-- Begin DATA RECORDS --

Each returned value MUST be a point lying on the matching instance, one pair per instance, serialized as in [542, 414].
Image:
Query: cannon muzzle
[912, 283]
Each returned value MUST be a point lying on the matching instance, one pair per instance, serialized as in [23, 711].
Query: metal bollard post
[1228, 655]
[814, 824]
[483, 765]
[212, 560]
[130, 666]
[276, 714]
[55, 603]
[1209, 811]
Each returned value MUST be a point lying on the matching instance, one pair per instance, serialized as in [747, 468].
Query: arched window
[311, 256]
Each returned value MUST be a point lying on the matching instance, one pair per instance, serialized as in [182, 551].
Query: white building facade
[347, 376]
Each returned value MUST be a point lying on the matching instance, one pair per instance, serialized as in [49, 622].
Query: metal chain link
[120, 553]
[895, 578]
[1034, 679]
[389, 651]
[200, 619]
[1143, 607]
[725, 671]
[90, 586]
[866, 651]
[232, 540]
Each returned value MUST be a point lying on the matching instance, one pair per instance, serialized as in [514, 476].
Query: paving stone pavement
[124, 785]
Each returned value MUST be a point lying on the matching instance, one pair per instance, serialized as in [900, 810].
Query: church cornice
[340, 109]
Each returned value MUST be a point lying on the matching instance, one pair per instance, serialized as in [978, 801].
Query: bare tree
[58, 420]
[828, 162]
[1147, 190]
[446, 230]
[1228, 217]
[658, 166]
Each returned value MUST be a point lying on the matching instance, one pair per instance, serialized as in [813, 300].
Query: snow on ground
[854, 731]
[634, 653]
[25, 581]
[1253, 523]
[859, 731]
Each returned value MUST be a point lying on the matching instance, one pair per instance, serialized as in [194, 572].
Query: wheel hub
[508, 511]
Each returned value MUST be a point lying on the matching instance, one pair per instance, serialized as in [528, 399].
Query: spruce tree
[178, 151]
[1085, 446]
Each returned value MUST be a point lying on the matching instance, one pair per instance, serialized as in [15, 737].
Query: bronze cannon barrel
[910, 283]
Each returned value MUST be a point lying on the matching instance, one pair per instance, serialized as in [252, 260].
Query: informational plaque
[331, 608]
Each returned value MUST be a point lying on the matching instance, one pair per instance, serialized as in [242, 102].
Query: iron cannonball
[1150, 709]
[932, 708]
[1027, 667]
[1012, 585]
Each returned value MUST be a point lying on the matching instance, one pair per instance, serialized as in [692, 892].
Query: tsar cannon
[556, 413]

-- End DATA RECORDS --

**EXERCISE DETAILS:** Rewrite the lines above so that every occurrence of "lying on" becomes "located on", leaving all other text unchanged.

**SOLUTION FOR THIS TASK:**
Each returned value MUST be a point located on the matching instance, one pair per instance, serialized as in [542, 414].
Image:
Query: cannon muzzle
[912, 283]
Each returned value MUST be a point located on the matching instance, one pair per instance, serialized as in [23, 711].
Query: metal bollard post
[1228, 655]
[814, 824]
[483, 765]
[212, 560]
[130, 666]
[276, 714]
[55, 603]
[1209, 811]
Each returned value MUST be a point located on the matching instance, one pair per instance, serialized as in [747, 468].
Query: arched window
[311, 256]
Each returned value MUST be a point located on the matching instance, one pair per instance, serialized as in [182, 551].
Query: white building facade
[347, 376]
Each returned value MUST be a point located on the matching instance, one pair per instance, serialized as in [49, 622].
Query: metal chain link
[120, 553]
[895, 578]
[1034, 679]
[389, 651]
[200, 619]
[1143, 607]
[725, 671]
[90, 586]
[866, 651]
[232, 540]
Each returned value MUST be a point located on the matching instance, one pair per instance, serialized as in [514, 476].
Query: paving stone pavement
[124, 785]
Each returned value MUST be a point located on the matching instance, one pair per instance, serialized as in [900, 810].
Query: church cornice
[340, 109]
Each returned value MUST be a point located on the matching instance, one pair per instance, serialized as in [978, 801].
Query: bare tree
[58, 420]
[828, 162]
[1147, 190]
[446, 230]
[1228, 217]
[658, 166]
Each returned value MUST be a point located on the matching instance, one pair per instance, serialized as in [813, 300].
Query: snow on ground
[854, 731]
[634, 653]
[25, 581]
[1253, 523]
[859, 731]
Each returned value MUST be a point located on the matching instance, one pair per instance, serialized as in [194, 572].
Query: wheel hub
[508, 511]
Each returned value MUST be a point located on the matching instance, one pair per instance, serialized as in [528, 399].
Query: spruce tree
[178, 151]
[1085, 446]
Each returned value MUST be a point located on the matching instance, one pair per instance, serialized as in [15, 737].
Query: bronze cannon barrel
[910, 283]
Each returned value MUST be a point located on the matching instance, one pair per instance, serialized as in [252, 260].
Query: informational plaque
[331, 608]
Each returned value MUST be a point located on the matching instance, one pair per instance, serialized as in [242, 102].
Query: iron cannonball
[1150, 709]
[932, 708]
[1027, 667]
[1012, 585]
Each returned value MUST be a point located on the matching instance, one pair per instance, serialized as in [692, 892].
Query: tsar cannon
[556, 413]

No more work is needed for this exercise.